### About this exercise:
Output, word for word, the part of the pre-run stretching text starting with "butt kicksShare on" and going on through "natural running motion.".

### Reading passage:
This classic running drill gets those knees high up to your chest, flexing out the last of that stiffness from your hip flexors, ankles, and, of course, knees. It gets that ticker ticking too.

How to do it:

  1. Stand straight, with both arms bent at 90-degree angles in front of you, and begin gently running/jogging in place.
  2. While you’re moving, bring your knees up as high as they can go.
  3. Continue for 30 seconds, break for 15, then continue for another 30 secs.

12. Butt kicks

butt kicksShare on Pinterest
GIF by Dima Bazak

This warmup move works your knees in the opposite direction of high knees, ensuring you’ve got maximum flexibility. It also keeps up that light cardio heart-pumping you’re going to need when you get into your run.

How to do it:

  1. Start jogging in place with your natural running motion.
  2. As you jog, bring each heel right up behind you until it makes contact with the corresponding butt cheek.
  3. Keep this up for 30 seconds, take a 15-second break, then do another 30 secs.

Just in case the need for pre-run stretching is news to you, here’s a breakdown of the reasons it’s important:

  • It helps your body process oxygen. As outlined by this 2020 research review, proper oxygen consumption is pretty important when you’re running (or doing any other cardio-intensive exercise). Among other things, processing oxygen properly means your body will have what it needs to finish a run.
  • It helps you maintain proper circulation. Pre-workout stretches increase blood flow and cardio activity. This is important for obvious reasons.
  • It reduces the risk of injury. This goes for both injuries during your run and longer-term injuries that can develop over the course of your running career. This isn’t just limited to your legs, either. Stretching beforehand also decreases the risk of, for example, lower back pain.
  • It reduces muscle stiffness and increases flexibility and range of motion. This is a big part of why stretching helps minimize the risk of getting yourself into a running-based physical pickle.
  • It improves overall performance. This might seem cliché but it’s true: If you stretch before you run, you’ll run better. It’s that simple. You ever see a stiff Olympian? Exactly.

Cooldown stretches after a run are just as essential for injury prevention. Muscle tightness commonly comes on during or after a run. This stiffness can become a sprain, a tear, or another muscular injury if not attended to.

It might not happen right away, but minor stiff knees in your twenties can lead to more problems later in life. Stretching after exercise is an easy way so significantly reduce this risk.

Remember, pre- and post-workout stretches have different purposes. It’s not as simple as doing your pre-workout stretch routine in reverse. Post-workout stretches should focus on stretching out and relaxing the muscles, bringing your heart rate down, and shifting cramp-making lactic acid.

### The data:
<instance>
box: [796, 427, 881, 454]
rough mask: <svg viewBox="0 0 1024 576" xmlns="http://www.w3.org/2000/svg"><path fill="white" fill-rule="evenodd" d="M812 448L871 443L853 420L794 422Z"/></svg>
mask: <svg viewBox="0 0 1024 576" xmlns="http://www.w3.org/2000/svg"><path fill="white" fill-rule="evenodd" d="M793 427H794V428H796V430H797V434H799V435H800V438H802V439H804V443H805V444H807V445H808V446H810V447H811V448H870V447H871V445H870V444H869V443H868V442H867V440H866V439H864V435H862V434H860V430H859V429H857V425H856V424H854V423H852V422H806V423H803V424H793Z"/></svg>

### Your response:
butt kicksShare on Pinterest
GIF by Dima Bazak

This warmup move works your knees in the opposite direction of high knees, ensuring you’ve got maximum flexibility. It also keeps up that light cardio heart-pumping you’re going to need when you get into your run.

How to do it:

  1. Start jogging in place with your natural running motion.